* [TASK GOAL] Format every line of the records below as a numbered list, leaving out any blank lines.

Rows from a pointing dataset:
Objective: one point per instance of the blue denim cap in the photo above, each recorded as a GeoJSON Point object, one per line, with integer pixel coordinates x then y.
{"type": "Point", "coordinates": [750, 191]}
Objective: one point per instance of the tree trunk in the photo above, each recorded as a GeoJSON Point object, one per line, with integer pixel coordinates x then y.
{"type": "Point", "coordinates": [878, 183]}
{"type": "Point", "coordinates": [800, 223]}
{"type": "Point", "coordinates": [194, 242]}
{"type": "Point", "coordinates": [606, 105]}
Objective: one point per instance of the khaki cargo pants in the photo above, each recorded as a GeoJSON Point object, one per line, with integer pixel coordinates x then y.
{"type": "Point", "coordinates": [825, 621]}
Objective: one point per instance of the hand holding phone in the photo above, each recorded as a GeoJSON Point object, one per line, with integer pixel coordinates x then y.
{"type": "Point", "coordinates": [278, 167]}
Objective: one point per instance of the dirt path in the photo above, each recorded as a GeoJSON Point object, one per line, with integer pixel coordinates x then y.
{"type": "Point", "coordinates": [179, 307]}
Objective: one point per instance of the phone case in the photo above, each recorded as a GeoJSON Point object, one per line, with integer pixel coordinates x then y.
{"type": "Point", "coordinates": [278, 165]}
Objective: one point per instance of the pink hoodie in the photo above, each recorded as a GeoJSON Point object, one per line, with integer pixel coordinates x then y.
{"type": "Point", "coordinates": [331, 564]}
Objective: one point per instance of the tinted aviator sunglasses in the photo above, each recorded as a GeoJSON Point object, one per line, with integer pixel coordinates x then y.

* [SOLUTION BELOW]
1. Objective: one point per instance of the blue denim cap in the photo above, each recorded as a GeoJSON Point object, one per line, with integer pixel coordinates x then y.
2. {"type": "Point", "coordinates": [750, 191]}
3. Objective: one point per instance of the tree trunk in the photo above, each recorded as a GeoJSON Point object, one per line, with integer pixel coordinates x then y.
4. {"type": "Point", "coordinates": [878, 183]}
5. {"type": "Point", "coordinates": [800, 223]}
6. {"type": "Point", "coordinates": [194, 242]}
7. {"type": "Point", "coordinates": [606, 105]}
8. Objective: one point per instance of the khaki cargo pants in the photo above, each recorded as a GeoJSON Point object, one per line, with integer pixel coordinates x then y.
9. {"type": "Point", "coordinates": [825, 621]}
10. Objective: one point per instance of the hand holding phone in the photo above, each recorded as a GeoJSON Point object, one per line, with integer pixel coordinates x then y.
11. {"type": "Point", "coordinates": [278, 167]}
12. Objective: one point per instance of the dirt path in the photo above, each recorded as a GeoJSON Point object, one per line, with integer pixel coordinates x then y.
13. {"type": "Point", "coordinates": [179, 307]}
14. Objective: one point per instance of the phone case in the photo above, each recorded as a GeoJSON Point object, one per line, with integer pixel coordinates x then y.
15. {"type": "Point", "coordinates": [278, 165]}
16. Objective: one point per instance of the pink hoodie in the photo above, each recorded as a GeoJSON Point object, one per line, with integer pixel coordinates x then y.
17. {"type": "Point", "coordinates": [331, 564]}
18. Objective: one point per instance of the tinted aviator sunglasses in the photo above, each recorded as a GeoJSON Point object, one per line, with integer pixel coordinates x then y.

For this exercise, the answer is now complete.